• GIVEN PROBLEM
Reproduce the stretch of the session description from "In this session, Shermaine" through "and learning solutions.".

• TEXT SHOWN
In this session, Shermaine Perry Knights explore systemic thinking, processes are kings, and how feedback is key. She is welcomed as a guest with a strong academic background and proven success taking STEM as a woman of color. They will be talking about her work in mentoring and developing other women, as well as collaborating with girls and young women in STEM. Shermaine has had an extensive career in education, specifically STEM, but she is also Innovative Consultants of DeKalb’s founder and chief learning officer. Her other responsibilities include training and instructional design for Fulton County Government. An engaging educator and workforce development coach, she loves creating aha moments and learning solutions.

• STORED ROWS
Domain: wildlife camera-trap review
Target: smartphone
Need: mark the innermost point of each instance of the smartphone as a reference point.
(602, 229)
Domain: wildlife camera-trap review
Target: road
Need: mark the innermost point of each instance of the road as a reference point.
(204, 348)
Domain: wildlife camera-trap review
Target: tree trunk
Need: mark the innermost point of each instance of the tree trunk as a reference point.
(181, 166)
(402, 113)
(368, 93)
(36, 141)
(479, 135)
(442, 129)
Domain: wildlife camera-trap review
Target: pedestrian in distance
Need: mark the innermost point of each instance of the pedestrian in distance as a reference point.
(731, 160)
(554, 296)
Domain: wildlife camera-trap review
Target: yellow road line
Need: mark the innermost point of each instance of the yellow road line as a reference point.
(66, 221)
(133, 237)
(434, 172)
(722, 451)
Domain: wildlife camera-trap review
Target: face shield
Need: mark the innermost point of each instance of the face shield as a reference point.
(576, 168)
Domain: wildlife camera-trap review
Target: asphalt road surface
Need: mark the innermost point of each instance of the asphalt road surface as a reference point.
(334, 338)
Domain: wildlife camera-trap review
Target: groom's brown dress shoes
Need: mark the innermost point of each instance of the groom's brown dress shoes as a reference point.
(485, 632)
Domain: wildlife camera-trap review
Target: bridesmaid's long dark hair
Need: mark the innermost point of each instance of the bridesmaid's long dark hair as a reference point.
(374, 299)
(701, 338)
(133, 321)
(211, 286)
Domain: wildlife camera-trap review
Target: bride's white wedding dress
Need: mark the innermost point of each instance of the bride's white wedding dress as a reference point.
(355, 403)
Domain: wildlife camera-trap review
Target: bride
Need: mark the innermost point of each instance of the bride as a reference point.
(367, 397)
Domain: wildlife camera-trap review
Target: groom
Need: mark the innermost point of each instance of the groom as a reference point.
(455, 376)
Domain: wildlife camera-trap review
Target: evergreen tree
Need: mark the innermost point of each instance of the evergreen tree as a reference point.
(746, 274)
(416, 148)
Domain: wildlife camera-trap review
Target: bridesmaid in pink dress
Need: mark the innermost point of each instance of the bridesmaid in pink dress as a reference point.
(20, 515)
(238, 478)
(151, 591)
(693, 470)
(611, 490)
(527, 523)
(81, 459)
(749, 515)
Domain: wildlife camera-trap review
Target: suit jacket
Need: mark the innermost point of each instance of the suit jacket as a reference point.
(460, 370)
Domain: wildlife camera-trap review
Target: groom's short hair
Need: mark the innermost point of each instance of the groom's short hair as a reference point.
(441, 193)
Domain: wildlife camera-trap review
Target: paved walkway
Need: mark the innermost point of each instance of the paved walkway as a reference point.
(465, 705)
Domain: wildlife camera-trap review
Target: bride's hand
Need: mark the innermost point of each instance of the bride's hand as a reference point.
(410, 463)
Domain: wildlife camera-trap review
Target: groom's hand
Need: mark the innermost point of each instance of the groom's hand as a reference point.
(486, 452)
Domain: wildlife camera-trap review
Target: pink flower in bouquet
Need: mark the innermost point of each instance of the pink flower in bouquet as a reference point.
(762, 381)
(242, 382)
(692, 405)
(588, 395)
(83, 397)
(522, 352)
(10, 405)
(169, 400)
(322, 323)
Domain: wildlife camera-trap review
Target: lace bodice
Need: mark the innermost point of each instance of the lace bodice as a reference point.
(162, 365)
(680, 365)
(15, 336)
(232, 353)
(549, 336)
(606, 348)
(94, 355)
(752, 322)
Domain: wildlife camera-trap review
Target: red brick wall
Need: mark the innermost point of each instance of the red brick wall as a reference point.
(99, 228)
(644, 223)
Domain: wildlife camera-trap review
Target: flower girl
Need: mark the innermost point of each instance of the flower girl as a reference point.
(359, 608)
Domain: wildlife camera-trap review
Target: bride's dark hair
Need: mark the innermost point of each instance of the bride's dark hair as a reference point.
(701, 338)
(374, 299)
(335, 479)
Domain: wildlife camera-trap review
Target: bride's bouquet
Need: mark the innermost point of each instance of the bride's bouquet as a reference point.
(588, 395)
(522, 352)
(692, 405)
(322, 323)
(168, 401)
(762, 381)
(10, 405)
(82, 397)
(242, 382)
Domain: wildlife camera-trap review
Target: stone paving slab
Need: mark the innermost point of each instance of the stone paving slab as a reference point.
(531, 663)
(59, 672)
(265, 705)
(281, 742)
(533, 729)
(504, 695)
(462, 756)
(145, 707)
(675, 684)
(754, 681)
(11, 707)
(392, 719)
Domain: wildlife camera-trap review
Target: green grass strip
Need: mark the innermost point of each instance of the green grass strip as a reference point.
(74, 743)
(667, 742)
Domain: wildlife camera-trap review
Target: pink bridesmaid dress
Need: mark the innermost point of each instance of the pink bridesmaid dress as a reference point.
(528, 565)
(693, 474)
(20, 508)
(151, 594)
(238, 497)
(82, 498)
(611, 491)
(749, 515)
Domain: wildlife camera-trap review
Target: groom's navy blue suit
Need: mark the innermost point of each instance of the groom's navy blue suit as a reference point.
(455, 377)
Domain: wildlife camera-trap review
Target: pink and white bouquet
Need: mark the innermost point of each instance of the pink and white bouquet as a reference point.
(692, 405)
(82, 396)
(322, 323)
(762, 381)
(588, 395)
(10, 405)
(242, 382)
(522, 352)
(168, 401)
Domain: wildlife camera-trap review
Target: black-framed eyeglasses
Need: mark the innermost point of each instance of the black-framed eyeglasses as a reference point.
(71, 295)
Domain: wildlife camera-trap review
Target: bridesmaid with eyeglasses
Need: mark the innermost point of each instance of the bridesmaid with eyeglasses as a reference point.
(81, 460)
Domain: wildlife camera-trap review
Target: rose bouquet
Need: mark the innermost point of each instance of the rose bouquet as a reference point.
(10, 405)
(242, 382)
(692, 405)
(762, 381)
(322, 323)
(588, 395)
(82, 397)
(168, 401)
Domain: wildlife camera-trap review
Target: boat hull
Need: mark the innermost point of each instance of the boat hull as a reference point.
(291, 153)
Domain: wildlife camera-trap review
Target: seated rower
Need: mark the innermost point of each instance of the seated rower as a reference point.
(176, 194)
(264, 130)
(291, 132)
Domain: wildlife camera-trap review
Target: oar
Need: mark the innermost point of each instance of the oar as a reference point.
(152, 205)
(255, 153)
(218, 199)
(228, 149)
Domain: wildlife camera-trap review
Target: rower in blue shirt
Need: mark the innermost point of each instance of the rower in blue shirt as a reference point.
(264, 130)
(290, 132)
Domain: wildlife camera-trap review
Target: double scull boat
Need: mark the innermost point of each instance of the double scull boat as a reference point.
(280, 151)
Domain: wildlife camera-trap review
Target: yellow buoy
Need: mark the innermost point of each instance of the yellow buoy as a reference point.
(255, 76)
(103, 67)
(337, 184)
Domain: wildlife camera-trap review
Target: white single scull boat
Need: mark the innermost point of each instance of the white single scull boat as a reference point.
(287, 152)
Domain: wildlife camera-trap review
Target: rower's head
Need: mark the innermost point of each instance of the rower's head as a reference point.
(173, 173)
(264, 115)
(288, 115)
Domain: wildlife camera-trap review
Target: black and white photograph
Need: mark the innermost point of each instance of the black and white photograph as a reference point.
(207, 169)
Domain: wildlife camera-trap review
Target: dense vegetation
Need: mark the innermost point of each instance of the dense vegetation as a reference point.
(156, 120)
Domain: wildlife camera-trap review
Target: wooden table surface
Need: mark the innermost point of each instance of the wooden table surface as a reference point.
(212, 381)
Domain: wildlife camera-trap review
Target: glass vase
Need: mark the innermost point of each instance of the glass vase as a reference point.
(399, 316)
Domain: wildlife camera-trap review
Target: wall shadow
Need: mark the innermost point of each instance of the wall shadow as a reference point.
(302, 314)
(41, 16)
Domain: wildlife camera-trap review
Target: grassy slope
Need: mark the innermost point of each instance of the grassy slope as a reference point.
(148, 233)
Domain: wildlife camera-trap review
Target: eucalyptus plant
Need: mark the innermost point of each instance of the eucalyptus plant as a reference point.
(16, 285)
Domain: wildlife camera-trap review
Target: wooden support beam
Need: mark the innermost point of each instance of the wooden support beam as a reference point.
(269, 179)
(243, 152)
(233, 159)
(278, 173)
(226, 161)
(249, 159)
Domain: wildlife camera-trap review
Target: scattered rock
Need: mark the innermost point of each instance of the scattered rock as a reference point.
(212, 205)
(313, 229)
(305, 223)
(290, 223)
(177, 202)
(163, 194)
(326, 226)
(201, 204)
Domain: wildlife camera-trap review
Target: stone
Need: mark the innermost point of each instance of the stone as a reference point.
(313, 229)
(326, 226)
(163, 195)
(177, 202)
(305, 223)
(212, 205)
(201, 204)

• THE COMPLETED TASK
In this session, Shermaine Perry Knights explore systemic thinking, processes are kings, and how feedback is key. She is welcomed as a guest with a strong academic background and proven success taking STEM as a woman of color. They will be talking about her work in mentoring and developing other women, as well as collaborating with girls and young women in STEM. Shermaine has had an extensive career in education, specifically STEM, but she is also Innovative Consultants of DeKalb’s founder and chief learning officer. Her other responsibilities include training and instructional design for Fulton County Government. An engaging educator and workforce development coach, she loves creating aha moments and learning solutions.